> **SET PROBLEM**:
Reproduce exactly the lines below, starting with the line that contains "job: outline the distant mountain ridge" and ending with the last line of the records, both included, and nothing else.

Segmentation dataset excerpts
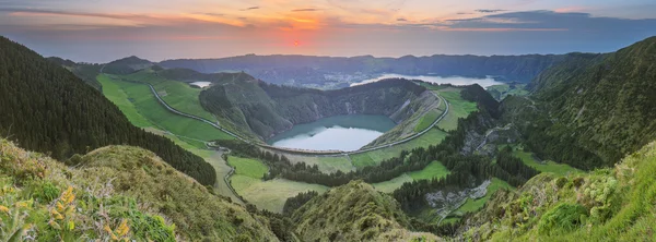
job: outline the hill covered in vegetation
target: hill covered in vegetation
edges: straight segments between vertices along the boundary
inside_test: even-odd
[[[73,168],[0,140],[0,158],[2,241],[278,241],[266,216],[141,148],[103,147]]]
[[[458,240],[656,240],[655,172],[656,143],[651,143],[614,168],[539,174],[516,192],[497,192],[467,219]]]
[[[235,126],[266,140],[294,124],[339,114],[384,114],[399,123],[414,113],[412,108],[436,101],[434,96],[420,99],[424,90],[406,80],[337,90],[279,86],[255,78],[227,80],[204,89],[200,104],[206,110],[226,117]],[[413,104],[414,100],[421,104]]]
[[[133,126],[120,110],[73,73],[0,37],[0,136],[66,160],[106,145],[154,152],[202,184],[214,169],[168,138]]]
[[[435,241],[431,233],[411,232],[399,204],[362,181],[315,196],[294,211],[302,241]]]
[[[656,138],[656,37],[608,55],[567,55],[528,98],[502,104],[532,150],[590,169],[611,166]]]
[[[384,73],[406,75],[442,75],[485,77],[529,82],[538,73],[560,62],[562,56],[406,56],[375,58],[372,56],[335,58],[312,56],[255,56],[222,59],[166,60],[165,68],[185,68],[202,73],[245,71],[273,84],[293,86],[348,87]]]

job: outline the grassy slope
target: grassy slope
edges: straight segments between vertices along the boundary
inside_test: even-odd
[[[75,168],[4,140],[0,154],[0,210],[8,208],[11,214],[0,211],[0,240],[8,239],[8,231],[11,234],[31,223],[31,233],[44,241],[109,241],[112,235],[103,225],[116,234],[124,219],[129,228],[126,238],[137,241],[234,241],[241,234],[256,241],[277,240],[266,219],[212,195],[141,148],[103,147],[81,157]],[[73,196],[65,195],[67,187]],[[54,206],[58,202],[63,202],[62,209]],[[50,209],[60,209],[62,219],[52,220],[65,230],[48,225],[57,217]]]
[[[440,129],[445,131],[456,130],[458,128],[458,119],[467,118],[469,113],[477,111],[476,102],[465,100],[460,97],[460,89],[447,87],[441,90],[434,90],[448,101],[449,109],[444,120],[437,123]]]
[[[112,102],[118,106],[118,109],[130,120],[132,124],[139,128],[153,126],[153,124],[143,118],[134,108],[134,105],[129,100],[128,95],[121,87],[113,82],[106,75],[98,75],[97,81],[103,85],[103,95]]]
[[[257,206],[274,213],[282,213],[284,202],[302,192],[316,191],[324,193],[327,186],[295,182],[285,179],[273,179],[262,181],[243,174],[231,177],[231,183],[244,199]]]
[[[656,143],[614,168],[567,177],[542,173],[517,192],[493,196],[470,219],[479,226],[464,235],[493,241],[654,241],[654,173]],[[512,209],[499,213],[503,207]]]
[[[453,214],[458,215],[481,209],[485,205],[488,199],[490,199],[492,194],[494,194],[500,189],[514,190],[515,187],[513,187],[511,184],[503,180],[492,178],[492,183],[488,186],[488,193],[485,193],[485,196],[478,199],[468,198],[467,202],[462,204],[462,206],[460,206],[458,209],[456,209]]]
[[[249,178],[262,179],[269,172],[269,168],[257,159],[229,156],[227,164],[235,168],[235,174]]]
[[[391,196],[361,181],[316,196],[292,216],[302,241],[435,241],[411,232],[408,218]]]
[[[437,110],[431,110],[425,116],[421,117],[419,123],[414,126],[414,132],[421,132],[429,128],[435,120],[440,117],[440,112]]]
[[[115,80],[109,78],[107,75],[98,75],[97,80],[103,85],[103,94],[105,95],[105,97],[107,97],[112,102],[116,104],[119,107],[119,109],[121,110],[121,112],[124,114],[126,114],[126,117],[128,117],[128,119],[130,120],[130,122],[132,124],[140,126],[140,128],[145,128],[145,130],[149,132],[164,135],[164,136],[171,138],[180,147],[202,157],[207,162],[212,165],[212,167],[214,167],[214,170],[216,170],[216,178],[220,178],[220,179],[216,179],[216,184],[214,185],[216,189],[216,192],[223,196],[231,197],[232,201],[238,203],[239,199],[232,193],[232,191],[230,190],[227,184],[223,181],[223,178],[230,172],[231,168],[225,164],[223,158],[221,158],[221,154],[219,154],[216,152],[203,149],[203,148],[206,148],[206,145],[202,142],[191,140],[191,138],[176,136],[176,135],[173,135],[172,133],[164,132],[160,129],[166,128],[168,125],[165,125],[165,124],[154,125],[147,118],[147,117],[152,117],[153,114],[156,113],[159,116],[162,116],[164,119],[166,119],[166,117],[168,117],[168,119],[174,119],[174,120],[180,121],[180,119],[183,119],[181,117],[176,117],[175,114],[168,112],[167,110],[165,110],[163,107],[161,107],[159,105],[154,106],[154,109],[156,109],[156,110],[150,109],[147,112],[145,111],[147,108],[145,108],[145,106],[142,106],[142,104],[144,104],[144,102],[150,104],[150,102],[154,101],[154,99],[152,99],[154,97],[152,97],[152,94],[150,93],[148,87],[144,85],[115,81]],[[131,95],[128,95],[128,92],[126,92],[126,89],[130,89],[129,94],[131,94]],[[148,92],[148,95],[145,93],[143,93],[144,90]],[[136,97],[138,97],[138,94],[144,95],[144,96],[141,96],[142,98],[144,98],[143,101],[136,102],[136,100],[137,100]],[[152,98],[148,99],[148,97],[152,97]],[[131,100],[130,100],[130,98],[131,98]],[[152,106],[152,104],[150,104],[150,105]],[[147,113],[149,116],[142,116],[141,113]],[[207,124],[201,124],[199,122],[196,122],[196,123],[189,122],[189,123],[192,123],[196,125],[209,126]],[[172,124],[175,124],[175,123],[172,122]],[[214,129],[212,126],[209,126],[209,128]],[[207,129],[207,128],[204,128],[204,129]],[[174,132],[174,133],[177,135],[187,136],[187,134],[185,134],[185,133],[177,133],[177,132]],[[221,133],[221,134],[223,134],[223,133]],[[194,136],[194,135],[189,135],[189,136]]]
[[[440,142],[442,142],[445,137],[446,133],[437,129],[431,129],[423,135],[407,143],[374,152],[352,155],[351,159],[353,160],[353,166],[359,168],[366,166],[377,166],[386,159],[399,156],[402,150],[411,150],[415,147],[429,147],[430,145],[440,144]]]
[[[538,161],[532,153],[523,152],[519,149],[513,150],[513,155],[522,158],[522,161],[529,167],[535,168],[540,172],[553,172],[555,174],[565,176],[567,173],[578,173],[581,170],[570,167],[566,164],[558,164],[552,160],[546,160],[543,162]]]
[[[122,97],[122,100],[125,100],[127,97],[127,101],[131,102],[138,113],[149,120],[150,123],[156,124],[161,130],[166,130],[177,135],[201,141],[233,138],[232,136],[221,132],[220,130],[216,130],[210,124],[177,116],[166,110],[160,102],[157,102],[147,85],[105,78],[104,76],[105,75],[101,75],[98,80],[103,80],[103,83],[114,83],[120,87],[120,90],[122,90],[122,93],[126,95]],[[120,97],[122,95],[119,96],[117,94],[109,94],[108,96]],[[113,101],[119,101],[118,104],[127,104],[121,101],[121,99]]]
[[[508,95],[513,96],[526,96],[529,94],[528,90],[524,89],[526,84],[516,84],[511,87],[508,84],[493,85],[485,88],[492,97],[496,100],[503,100]]]
[[[396,177],[395,179],[391,179],[389,181],[373,183],[372,185],[378,192],[393,193],[395,190],[401,187],[401,185],[403,185],[403,183],[412,182],[412,181],[414,181],[414,180],[410,176],[408,176],[407,173],[403,173],[403,174]]]
[[[355,167],[351,164],[351,161],[343,156],[340,157],[314,157],[314,156],[303,156],[303,155],[294,155],[294,154],[283,154],[286,156],[292,164],[305,162],[308,166],[317,165],[319,170],[324,173],[332,173],[338,170],[342,172],[349,172],[355,170]]]
[[[450,172],[440,161],[433,161],[423,170],[403,173],[393,180],[372,184],[378,192],[391,193],[401,187],[406,182],[418,180],[429,180],[433,178],[444,178]]]

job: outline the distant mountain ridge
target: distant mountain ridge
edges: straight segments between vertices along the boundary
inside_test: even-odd
[[[164,68],[186,68],[203,73],[245,71],[257,78],[276,84],[316,84],[348,78],[341,76],[343,74],[361,75],[360,78],[366,78],[383,73],[468,77],[493,75],[507,81],[529,82],[538,73],[562,60],[562,55],[491,57],[435,55],[401,58],[247,55],[220,59],[165,60],[159,64]]]
[[[530,99],[503,101],[543,158],[611,166],[656,140],[656,37],[607,55],[571,53],[540,73]]]

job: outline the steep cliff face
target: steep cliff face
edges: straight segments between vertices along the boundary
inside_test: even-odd
[[[201,105],[266,140],[295,124],[343,114],[383,114],[402,122],[435,99],[407,80],[386,80],[337,90],[278,86],[242,80],[213,85],[200,95]]]
[[[410,231],[398,202],[362,181],[312,198],[292,220],[301,241],[441,241]]]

> **RESPONSE FOR THIS EXERCISE**:
job: outline the distant mountain ridge
target: distant mountain ridge
edges: straight segments between vertices along the boundary
inside_test: even-odd
[[[164,68],[186,68],[203,73],[245,71],[257,78],[276,84],[316,84],[348,78],[341,76],[343,74],[361,75],[360,78],[366,78],[383,73],[468,77],[493,75],[507,81],[529,82],[538,73],[562,60],[562,55],[491,57],[435,55],[401,58],[247,55],[220,59],[165,60],[159,64]]]
[[[530,99],[503,101],[543,158],[611,166],[656,140],[656,37],[607,55],[571,53],[540,73]]]

job: outline the steep cliff face
target: steep cliff face
edges: straight segments between vertices along the boundary
inside_test: even-odd
[[[201,105],[266,140],[295,124],[343,114],[383,114],[402,122],[435,99],[407,80],[386,80],[337,90],[278,86],[242,80],[213,85],[200,95]]]
[[[410,231],[398,202],[362,181],[312,198],[292,220],[301,241],[441,241]]]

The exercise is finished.